[Stored data entries]
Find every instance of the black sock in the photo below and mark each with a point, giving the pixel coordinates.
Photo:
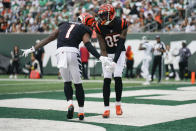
(106, 91)
(79, 94)
(68, 91)
(118, 88)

PROBLEM: Write out all of the material above again, with its wording unchanged, but shift every pixel coordinate in the answers by adding 33 to each number. Leave the pictures out of your answer.

SOLUTION TO THE EXERCISE:
Find every instance of the black sock in the photo below and mark each with a point, giving the pixel coordinates.
Photo:
(139, 124)
(112, 127)
(101, 124)
(151, 121)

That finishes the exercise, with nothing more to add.